--- Brief ---
Can you rewrite the items below as a numbered list, leaving out any blank lines?
** start Recorded information **
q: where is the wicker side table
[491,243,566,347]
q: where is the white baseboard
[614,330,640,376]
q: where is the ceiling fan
** end Recorded information **
--- Response ---
1. q: where is the wicker side table
2. [491,243,566,347]
3. q: where is the white baseboard
4. [614,330,640,376]
5. q: where is the ceiling fan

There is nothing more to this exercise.